* **SUPPLIED ENTRIES**
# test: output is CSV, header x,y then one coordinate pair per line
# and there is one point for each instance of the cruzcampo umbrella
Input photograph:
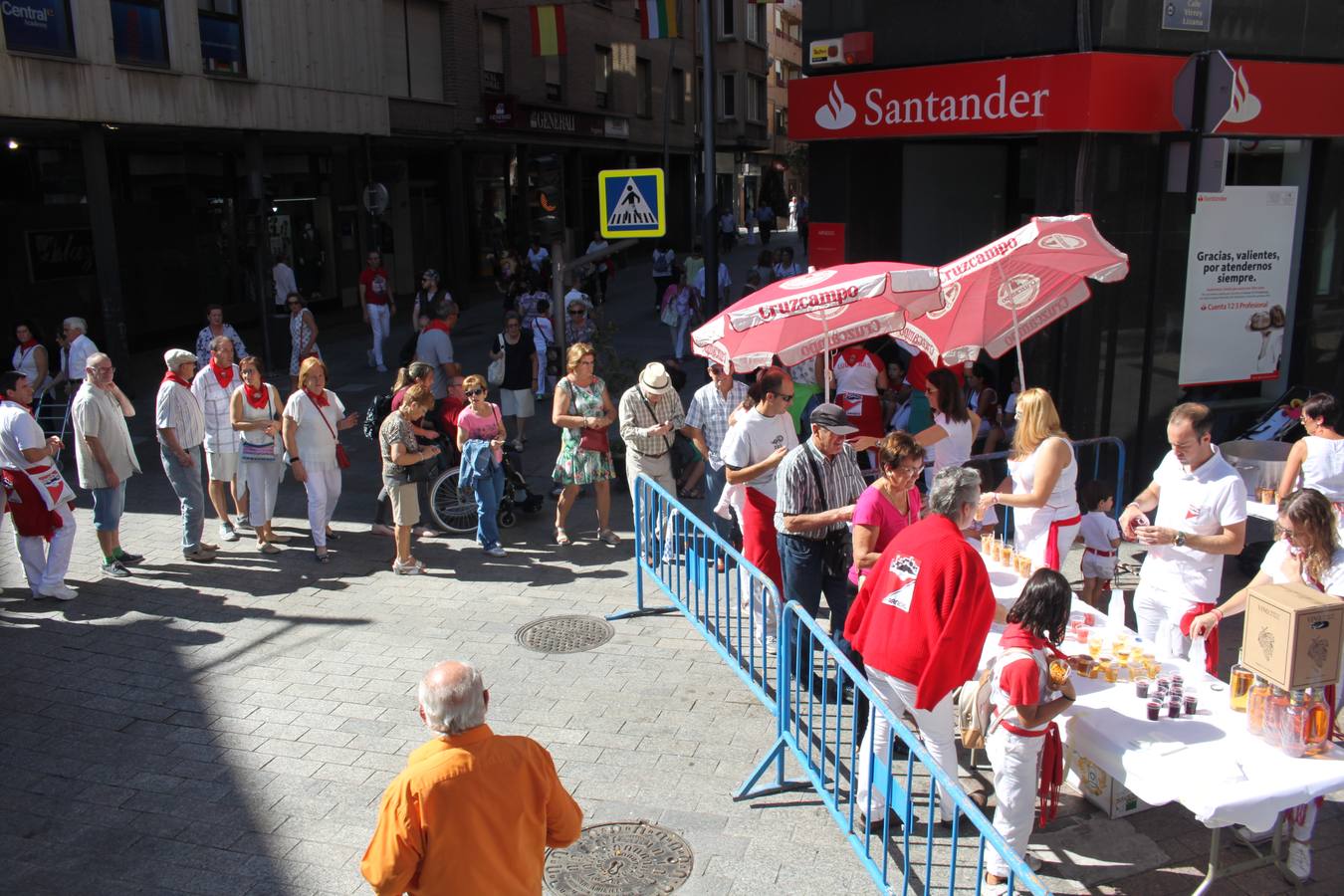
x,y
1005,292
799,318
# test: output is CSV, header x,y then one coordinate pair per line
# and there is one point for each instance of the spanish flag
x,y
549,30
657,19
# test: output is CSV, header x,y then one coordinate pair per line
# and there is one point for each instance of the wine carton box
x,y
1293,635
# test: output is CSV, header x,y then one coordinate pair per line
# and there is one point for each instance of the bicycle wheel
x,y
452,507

---

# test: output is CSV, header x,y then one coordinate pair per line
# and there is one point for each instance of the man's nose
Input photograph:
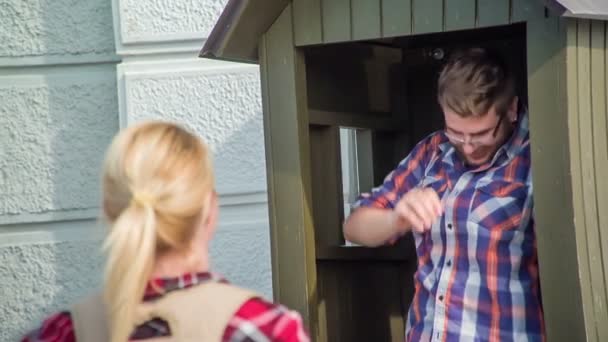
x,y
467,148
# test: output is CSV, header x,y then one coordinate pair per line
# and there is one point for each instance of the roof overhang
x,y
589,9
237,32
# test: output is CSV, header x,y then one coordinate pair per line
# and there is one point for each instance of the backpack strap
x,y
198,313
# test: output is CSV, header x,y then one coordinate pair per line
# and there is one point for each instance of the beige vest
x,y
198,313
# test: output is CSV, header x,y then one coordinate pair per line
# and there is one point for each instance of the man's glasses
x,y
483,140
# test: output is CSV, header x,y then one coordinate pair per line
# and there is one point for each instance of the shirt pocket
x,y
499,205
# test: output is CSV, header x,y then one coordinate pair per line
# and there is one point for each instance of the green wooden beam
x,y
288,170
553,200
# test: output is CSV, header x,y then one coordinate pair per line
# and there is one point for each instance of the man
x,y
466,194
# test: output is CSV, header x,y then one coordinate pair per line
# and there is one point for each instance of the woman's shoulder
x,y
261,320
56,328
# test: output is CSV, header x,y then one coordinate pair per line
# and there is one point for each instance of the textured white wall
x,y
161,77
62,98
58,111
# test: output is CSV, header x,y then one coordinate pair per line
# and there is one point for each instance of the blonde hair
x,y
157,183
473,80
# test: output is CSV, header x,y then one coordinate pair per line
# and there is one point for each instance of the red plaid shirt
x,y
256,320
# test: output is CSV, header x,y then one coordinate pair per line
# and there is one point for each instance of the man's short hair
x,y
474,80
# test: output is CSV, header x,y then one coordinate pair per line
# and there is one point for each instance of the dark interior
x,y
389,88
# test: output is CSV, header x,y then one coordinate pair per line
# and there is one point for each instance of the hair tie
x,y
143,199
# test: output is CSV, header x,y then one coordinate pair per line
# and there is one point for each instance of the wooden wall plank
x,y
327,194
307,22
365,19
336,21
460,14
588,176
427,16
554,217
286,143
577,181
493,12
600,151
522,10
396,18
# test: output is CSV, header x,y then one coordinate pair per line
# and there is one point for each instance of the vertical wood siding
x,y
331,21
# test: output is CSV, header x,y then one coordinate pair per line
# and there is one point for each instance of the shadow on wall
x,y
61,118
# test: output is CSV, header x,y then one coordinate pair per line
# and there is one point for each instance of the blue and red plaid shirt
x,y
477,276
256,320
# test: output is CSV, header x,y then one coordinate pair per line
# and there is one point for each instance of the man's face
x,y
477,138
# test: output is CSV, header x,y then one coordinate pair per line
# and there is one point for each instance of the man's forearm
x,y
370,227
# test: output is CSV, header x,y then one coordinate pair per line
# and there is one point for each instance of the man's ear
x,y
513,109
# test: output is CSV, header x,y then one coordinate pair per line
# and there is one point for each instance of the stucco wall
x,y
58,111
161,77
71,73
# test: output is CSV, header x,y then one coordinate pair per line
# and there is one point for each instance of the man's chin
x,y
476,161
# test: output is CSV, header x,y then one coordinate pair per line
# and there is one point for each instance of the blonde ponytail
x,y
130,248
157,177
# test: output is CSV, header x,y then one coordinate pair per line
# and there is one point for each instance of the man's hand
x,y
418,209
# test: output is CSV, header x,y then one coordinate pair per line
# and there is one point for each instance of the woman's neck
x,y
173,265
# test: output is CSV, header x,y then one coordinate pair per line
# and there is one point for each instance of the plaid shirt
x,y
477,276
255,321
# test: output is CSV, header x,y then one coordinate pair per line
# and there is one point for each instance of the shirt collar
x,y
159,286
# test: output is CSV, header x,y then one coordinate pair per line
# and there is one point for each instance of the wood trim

* **TASK**
How many lines in the entries above contain the string "woman"? Matching is case-sensitive. Give only the number.

* **RESPONSE BELOW**
2